GIVEN RECORDS:
┄┄┄┄┄┄┄┄┄┄┄┄┄┄┄┄┄┄┄┄

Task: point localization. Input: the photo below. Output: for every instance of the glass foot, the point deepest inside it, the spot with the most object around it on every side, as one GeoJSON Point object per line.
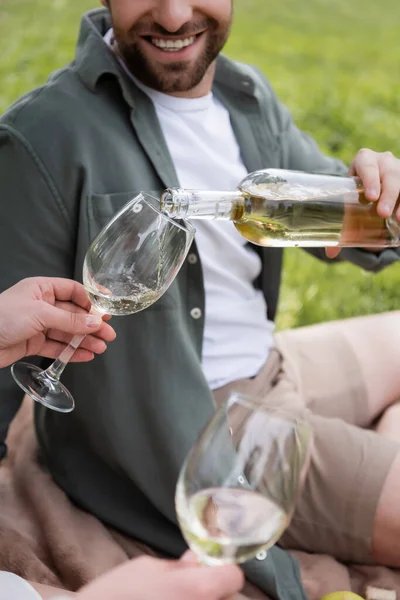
{"type": "Point", "coordinates": [43, 389]}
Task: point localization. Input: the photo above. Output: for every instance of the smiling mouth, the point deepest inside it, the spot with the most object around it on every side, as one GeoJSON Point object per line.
{"type": "Point", "coordinates": [172, 45]}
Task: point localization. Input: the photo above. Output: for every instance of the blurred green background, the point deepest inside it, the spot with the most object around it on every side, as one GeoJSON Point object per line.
{"type": "Point", "coordinates": [335, 64]}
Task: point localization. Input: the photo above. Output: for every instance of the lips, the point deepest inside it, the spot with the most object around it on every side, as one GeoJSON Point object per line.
{"type": "Point", "coordinates": [172, 44]}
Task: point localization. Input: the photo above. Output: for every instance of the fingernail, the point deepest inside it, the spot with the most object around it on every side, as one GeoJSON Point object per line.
{"type": "Point", "coordinates": [372, 193]}
{"type": "Point", "coordinates": [92, 321]}
{"type": "Point", "coordinates": [385, 209]}
{"type": "Point", "coordinates": [189, 557]}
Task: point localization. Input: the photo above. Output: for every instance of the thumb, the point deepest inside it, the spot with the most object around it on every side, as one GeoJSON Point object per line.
{"type": "Point", "coordinates": [69, 322]}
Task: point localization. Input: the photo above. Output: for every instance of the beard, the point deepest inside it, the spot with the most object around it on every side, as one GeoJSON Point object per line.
{"type": "Point", "coordinates": [179, 76]}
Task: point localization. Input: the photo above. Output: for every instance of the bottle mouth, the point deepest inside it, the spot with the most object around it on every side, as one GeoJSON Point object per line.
{"type": "Point", "coordinates": [166, 201]}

┄┄┄┄┄┄┄┄┄┄┄┄┄┄┄┄┄┄┄┄

EXERCISE GOAL: Set down every entry exactly; omit the pictures.

TASK ANSWER:
Task: point localization. Input: the photo below. Output: for every instance of the glass foot, the point deepest inside it, the spot with the most object around it on every side, as one GeoJSON Point object per line.
{"type": "Point", "coordinates": [43, 389]}
Task: point localization. Input: the photo above. Output: for every instance of the smiling mouth, the point deepest inside it, the spot with the most object around it on every side, as one GeoJSON Point object per line.
{"type": "Point", "coordinates": [172, 45]}
Task: point localization. Input: the photo above. Output: for every instance of the blurred green background, the point deepest inside it, the spot with the most object around it on every side, as one GeoJSON Point object per line.
{"type": "Point", "coordinates": [335, 64]}
Task: point localization. Input: the photo above. Output: for every instance of the lips, the point deepest inside it, the spot with the most object around it on every side, as one GeoJSON Point object per line.
{"type": "Point", "coordinates": [172, 44]}
Task: point localization. Input: the photo above. Output: for every instance of the fingernail, the point deepest inside it, the spot with the most object around it on every side, as one GeoJSON Point object per line.
{"type": "Point", "coordinates": [372, 193]}
{"type": "Point", "coordinates": [92, 321]}
{"type": "Point", "coordinates": [385, 209]}
{"type": "Point", "coordinates": [189, 557]}
Task: point localization. Input: the photo above. Output: for every instance of the thumb, the point deepest inside it, the spot with the most object around it on every side, as one GeoJSON Point object per line.
{"type": "Point", "coordinates": [69, 322]}
Task: point localization. Input: the photo above. Output: for every instance of the beard, the point deepest inside it, the spot with the most object around it on every side, as one GeoJSON Point object per line.
{"type": "Point", "coordinates": [179, 76]}
Task: point localization. Input: the photo above. Output: for every instance of the bottle mouth, the point deepest inside it, the spot with the most object around it on every side, as one GeoJSON Point object per line.
{"type": "Point", "coordinates": [166, 201]}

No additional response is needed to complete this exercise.